> **DIRECTIONS**
Reproduce each of the rows below word for word.

> **MATERIAL PROVIDED**

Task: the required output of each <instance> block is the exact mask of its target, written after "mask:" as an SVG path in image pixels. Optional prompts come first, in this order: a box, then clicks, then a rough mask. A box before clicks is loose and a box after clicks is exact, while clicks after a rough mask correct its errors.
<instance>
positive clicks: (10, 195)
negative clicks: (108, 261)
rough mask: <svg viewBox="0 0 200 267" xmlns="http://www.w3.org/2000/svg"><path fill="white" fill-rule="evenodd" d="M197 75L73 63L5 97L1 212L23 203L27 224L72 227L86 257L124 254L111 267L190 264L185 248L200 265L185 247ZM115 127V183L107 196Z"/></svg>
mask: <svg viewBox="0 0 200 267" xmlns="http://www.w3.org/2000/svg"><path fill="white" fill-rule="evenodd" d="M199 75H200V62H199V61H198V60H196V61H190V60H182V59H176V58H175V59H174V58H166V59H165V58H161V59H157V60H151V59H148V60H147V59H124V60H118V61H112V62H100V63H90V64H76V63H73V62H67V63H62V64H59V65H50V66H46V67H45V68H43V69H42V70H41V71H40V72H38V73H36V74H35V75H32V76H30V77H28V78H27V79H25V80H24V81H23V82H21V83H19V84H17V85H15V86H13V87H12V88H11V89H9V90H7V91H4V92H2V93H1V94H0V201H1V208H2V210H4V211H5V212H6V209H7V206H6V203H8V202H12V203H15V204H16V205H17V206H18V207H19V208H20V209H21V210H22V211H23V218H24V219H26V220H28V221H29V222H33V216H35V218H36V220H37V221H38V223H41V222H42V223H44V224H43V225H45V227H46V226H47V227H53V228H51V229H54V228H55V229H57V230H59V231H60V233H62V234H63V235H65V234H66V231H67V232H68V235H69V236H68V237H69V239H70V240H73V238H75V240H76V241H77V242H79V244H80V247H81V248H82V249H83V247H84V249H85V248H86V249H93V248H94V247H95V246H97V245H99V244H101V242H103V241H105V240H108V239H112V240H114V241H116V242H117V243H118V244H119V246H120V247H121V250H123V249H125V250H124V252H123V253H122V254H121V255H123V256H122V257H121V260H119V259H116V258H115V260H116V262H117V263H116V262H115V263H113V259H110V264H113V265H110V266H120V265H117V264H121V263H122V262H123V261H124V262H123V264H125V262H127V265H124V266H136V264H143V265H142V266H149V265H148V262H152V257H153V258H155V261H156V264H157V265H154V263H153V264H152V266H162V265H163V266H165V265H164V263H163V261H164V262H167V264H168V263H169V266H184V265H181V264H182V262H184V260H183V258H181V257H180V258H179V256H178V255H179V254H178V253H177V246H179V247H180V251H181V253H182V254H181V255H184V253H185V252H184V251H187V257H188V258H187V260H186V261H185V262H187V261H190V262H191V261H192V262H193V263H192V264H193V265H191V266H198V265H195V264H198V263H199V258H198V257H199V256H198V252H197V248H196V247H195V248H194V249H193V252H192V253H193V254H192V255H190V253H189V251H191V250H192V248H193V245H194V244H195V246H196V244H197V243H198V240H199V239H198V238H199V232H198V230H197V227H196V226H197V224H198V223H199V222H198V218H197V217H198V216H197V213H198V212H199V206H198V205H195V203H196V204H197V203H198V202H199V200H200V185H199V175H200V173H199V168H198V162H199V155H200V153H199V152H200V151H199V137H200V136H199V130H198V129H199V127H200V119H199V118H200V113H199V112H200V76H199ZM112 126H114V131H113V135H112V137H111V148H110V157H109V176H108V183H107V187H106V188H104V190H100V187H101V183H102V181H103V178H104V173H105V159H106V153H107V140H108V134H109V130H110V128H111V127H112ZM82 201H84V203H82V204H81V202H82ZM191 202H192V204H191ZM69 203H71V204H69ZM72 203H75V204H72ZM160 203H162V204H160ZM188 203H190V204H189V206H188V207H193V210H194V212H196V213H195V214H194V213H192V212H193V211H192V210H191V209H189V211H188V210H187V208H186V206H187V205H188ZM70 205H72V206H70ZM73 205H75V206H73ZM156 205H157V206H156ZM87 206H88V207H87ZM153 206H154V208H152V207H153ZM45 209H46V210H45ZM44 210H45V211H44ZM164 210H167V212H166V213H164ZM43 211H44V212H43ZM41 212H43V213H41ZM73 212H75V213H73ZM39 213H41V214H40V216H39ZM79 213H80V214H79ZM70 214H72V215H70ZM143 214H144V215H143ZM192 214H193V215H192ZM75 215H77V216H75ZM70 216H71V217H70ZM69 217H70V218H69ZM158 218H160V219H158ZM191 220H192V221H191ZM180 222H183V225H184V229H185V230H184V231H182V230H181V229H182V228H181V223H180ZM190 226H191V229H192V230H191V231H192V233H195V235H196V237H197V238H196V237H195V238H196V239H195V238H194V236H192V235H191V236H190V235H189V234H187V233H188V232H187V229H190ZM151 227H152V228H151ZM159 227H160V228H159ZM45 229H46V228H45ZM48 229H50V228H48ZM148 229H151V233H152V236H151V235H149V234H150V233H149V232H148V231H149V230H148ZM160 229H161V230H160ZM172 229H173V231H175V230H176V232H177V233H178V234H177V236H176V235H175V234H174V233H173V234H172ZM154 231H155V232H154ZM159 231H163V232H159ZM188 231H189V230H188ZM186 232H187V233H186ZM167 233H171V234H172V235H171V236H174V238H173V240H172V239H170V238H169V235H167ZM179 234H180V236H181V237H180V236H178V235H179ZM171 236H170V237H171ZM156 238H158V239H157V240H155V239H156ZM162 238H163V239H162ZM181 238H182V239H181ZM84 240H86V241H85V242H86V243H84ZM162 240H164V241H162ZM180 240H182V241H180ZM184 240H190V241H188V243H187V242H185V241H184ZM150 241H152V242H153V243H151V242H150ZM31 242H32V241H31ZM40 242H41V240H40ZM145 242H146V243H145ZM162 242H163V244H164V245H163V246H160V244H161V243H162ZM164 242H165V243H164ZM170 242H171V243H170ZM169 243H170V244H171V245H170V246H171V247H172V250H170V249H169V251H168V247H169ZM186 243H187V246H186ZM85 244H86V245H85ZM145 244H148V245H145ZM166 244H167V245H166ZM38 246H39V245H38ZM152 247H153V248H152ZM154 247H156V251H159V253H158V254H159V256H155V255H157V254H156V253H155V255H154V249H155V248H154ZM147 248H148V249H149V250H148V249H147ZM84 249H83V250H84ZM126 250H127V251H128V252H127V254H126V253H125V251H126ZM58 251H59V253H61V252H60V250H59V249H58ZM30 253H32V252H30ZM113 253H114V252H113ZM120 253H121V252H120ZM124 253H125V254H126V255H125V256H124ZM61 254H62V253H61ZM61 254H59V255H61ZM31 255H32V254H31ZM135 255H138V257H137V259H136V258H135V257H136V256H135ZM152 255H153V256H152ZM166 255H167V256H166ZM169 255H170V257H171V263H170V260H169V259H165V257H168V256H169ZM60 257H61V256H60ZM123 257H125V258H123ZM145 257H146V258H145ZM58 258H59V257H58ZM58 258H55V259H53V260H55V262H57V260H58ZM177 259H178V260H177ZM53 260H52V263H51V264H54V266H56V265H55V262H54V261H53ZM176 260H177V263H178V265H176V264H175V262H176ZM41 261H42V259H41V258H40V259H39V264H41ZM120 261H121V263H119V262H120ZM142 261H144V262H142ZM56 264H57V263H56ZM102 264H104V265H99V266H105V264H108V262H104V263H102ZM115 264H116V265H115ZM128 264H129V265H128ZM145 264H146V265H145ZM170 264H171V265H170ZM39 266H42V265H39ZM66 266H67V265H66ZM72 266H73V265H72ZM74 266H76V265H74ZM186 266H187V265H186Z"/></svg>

> **RESPONSE TO THIS TASK**
Task: the required output of each <instance> block is the exact mask of its target, written after "mask:" as an SVG path in image pixels. Optional prompts come first, in this order: a box, then clicks, then a rough mask. A box before clicks is loose and a box after clicks is exact, while clicks after a rough mask correct its errors.
<instance>
positive clicks: (10, 195)
negative clicks: (108, 261)
rough mask: <svg viewBox="0 0 200 267" xmlns="http://www.w3.org/2000/svg"><path fill="white" fill-rule="evenodd" d="M197 75L73 63L5 97L1 212L23 203L27 224L72 227L86 257L124 254L111 267L190 264L185 248L200 265L185 247ZM115 127V183L107 196Z"/></svg>
mask: <svg viewBox="0 0 200 267" xmlns="http://www.w3.org/2000/svg"><path fill="white" fill-rule="evenodd" d="M199 75H200V62H199V61H198V60H196V61H190V60H182V59H176V58H175V59H174V58H166V59H165V58H161V59H157V60H151V59H148V60H147V59H124V60H118V61H112V62H100V63H90V64H76V63H73V62H67V63H62V64H59V65H50V66H46V67H45V68H43V69H42V70H41V71H40V72H38V73H36V74H35V75H32V76H30V77H28V78H27V79H25V80H24V81H23V82H21V83H19V84H17V85H15V86H13V87H12V88H11V89H9V90H7V91H4V92H2V93H1V94H0V201H1V208H2V210H4V211H5V212H6V209H7V206H6V203H8V202H12V203H15V204H16V205H17V206H18V207H19V208H20V209H21V210H22V211H23V218H24V219H26V220H28V221H29V222H33V216H35V218H36V220H37V221H38V223H41V222H42V223H44V224H43V225H45V227H46V226H47V227H53V228H51V229H54V228H55V229H57V230H59V231H60V233H62V234H63V235H65V234H66V231H67V232H68V235H69V236H68V237H69V239H70V240H73V238H75V240H76V241H77V242H79V244H80V247H81V248H82V249H83V247H84V249H85V248H86V249H93V248H94V247H95V246H97V245H99V244H101V242H103V241H105V240H108V239H112V240H114V241H116V242H117V243H118V244H119V246H120V247H121V250H123V249H125V250H124V252H123V253H122V254H121V255H123V256H122V257H121V260H119V259H116V258H115V260H116V262H117V263H116V262H115V263H113V259H110V264H113V265H110V266H120V265H117V264H121V263H122V262H123V261H124V262H123V264H125V262H127V265H124V266H136V264H143V265H142V266H149V265H148V262H152V257H153V258H155V261H156V264H157V265H154V263H153V264H152V266H162V265H163V266H165V265H164V263H163V261H164V262H167V264H168V263H169V266H184V265H181V264H182V262H184V260H183V258H181V257H180V258H179V256H178V255H179V254H178V253H177V246H179V247H180V251H181V253H182V254H181V255H184V253H185V252H184V251H187V257H188V258H187V260H186V261H185V262H187V261H190V262H191V261H192V262H193V263H192V264H193V265H191V266H198V265H195V264H198V263H199V258H198V257H199V256H198V252H197V248H196V247H195V248H194V249H193V252H192V253H193V254H192V255H190V253H189V251H191V250H192V248H193V245H194V244H195V246H196V244H197V243H198V240H199V239H198V238H199V232H198V230H197V227H196V226H197V224H198V223H199V222H198V218H197V217H198V216H197V213H198V212H199V206H198V205H195V203H196V204H197V203H198V202H199V200H200V185H199V175H200V173H199V168H198V162H199V155H200V153H199V152H200V151H199V137H200V136H199V130H198V129H199V127H200V119H199V118H200V113H199V112H200V76H199ZM112 126H114V131H113V135H112V137H111V148H110V157H109V176H108V183H107V187H106V188H104V190H100V187H101V183H102V181H103V178H104V173H105V159H106V153H107V140H108V134H109V130H110V128H111V127H112ZM82 201H84V203H82V204H81V202H82ZM191 202H192V204H191ZM69 203H71V204H69ZM72 203H75V204H72ZM160 203H162V204H160ZM188 203H190V204H189V206H188V207H193V210H194V212H196V213H195V214H194V213H192V212H193V211H192V210H191V209H189V211H188V210H187V208H186V206H187V205H188ZM70 205H72V206H70ZM73 205H75V206H73ZM156 205H157V206H156ZM87 206H88V207H87ZM153 206H154V208H152V207H153ZM45 209H46V210H45ZM44 210H45V211H44ZM164 210H167V212H166V213H164ZM43 211H44V212H43ZM41 212H43V213H41ZM73 212H75V213H73ZM39 213H41V214H40V216H39ZM79 213H80V214H79ZM70 214H72V215H70ZM143 214H144V215H143ZM192 214H193V215H192ZM75 215H77V216H75ZM70 216H71V217H70ZM69 217H70V218H69ZM158 218H160V219H158ZM191 220H192V221H191ZM180 222H183V225H184V229H185V230H184V231H182V230H181V229H182V228H181V223H180ZM190 226H191V229H192V230H191V231H192V233H195V235H196V237H197V238H196V237H195V238H196V239H195V238H194V236H192V235H191V236H190V235H189V234H187V233H188V232H187V229H190ZM151 227H152V228H151ZM159 227H160V228H159ZM45 229H46V228H45ZM48 229H50V228H48ZM148 229H151V233H152V236H151V235H149V234H150V233H149V232H148V231H149V230H148ZM160 229H161V230H160ZM172 229H173V231H175V230H176V232H177V233H178V234H177V236H176V235H175V234H174V233H173V234H172ZM154 231H155V232H154ZM159 231H163V232H159ZM188 231H189V230H188ZM186 232H187V233H186ZM167 233H171V234H172V235H171V236H174V238H173V240H172V239H170V238H169V235H167ZM179 234H180V236H181V237H180V236H178V235H179ZM171 236H170V237H171ZM156 238H158V239H157V240H155V239H156ZM162 238H163V239H162ZM181 238H182V239H181ZM84 240H86V241H85V242H86V243H84ZM162 240H164V241H162ZM180 240H182V241H180ZM184 240H190V241H188V243H187V242H185V241H184ZM150 241H152V242H153V243H151V242H150ZM31 242H32V241H31ZM40 242H41V240H40ZM145 242H146V243H145ZM162 242H163V244H164V245H163V246H160V244H161V243H162ZM164 242H165V243H164ZM170 242H171V243H170ZM169 243H170V244H171V245H170V246H171V247H172V250H170V249H169V251H168V247H169ZM186 243H187V246H186ZM85 244H86V245H85ZM145 244H148V245H145ZM166 244H167V245H166ZM38 246H39V245H38ZM152 247H153V248H152ZM154 247H156V251H159V253H158V254H159V256H155V255H157V254H156V253H155V255H154V249H155V248H154ZM147 248H148V249H149V250H148V249H147ZM84 249H83V250H84ZM126 250H127V251H128V252H127V254H126V253H125V251H126ZM58 251H59V253H61V252H60V250H59V249H58ZM30 253H32V252H30ZM113 253H114V252H113ZM120 253H121V252H120ZM124 253H125V254H126V255H125V256H124ZM61 254H62V253H61ZM61 254H59V255H61ZM31 255H32V254H31ZM135 255H138V257H137V259H136V258H135V257H136V256H135ZM152 255H153V256H152ZM166 255H167V256H166ZM169 255H170V257H171V263H170V260H169V259H165V257H168V256H169ZM60 257H61V256H60ZM123 257H125V258H123ZM145 257H146V258H145ZM58 258H59V257H58ZM58 258H55V259H53V260H55V262H57V260H58ZM177 259H178V260H177ZM53 260H52V263H51V264H54V266H56V265H55V262H54V261H53ZM176 260H177V263H178V265H176V264H175V262H176ZM41 261H42V259H41V258H40V259H39V264H41ZM120 261H121V263H119V262H120ZM142 261H144V262H142ZM56 264H57V263H56ZM102 264H104V265H99V266H105V264H108V262H104V263H102ZM115 264H116V265H115ZM128 264H129V265H128ZM145 264H146V265H145ZM170 264H171V265H170ZM39 266H42V265H39ZM66 266H67V265H66ZM72 266H73V265H72ZM74 266H76V265H74ZM186 266H187V265H186Z"/></svg>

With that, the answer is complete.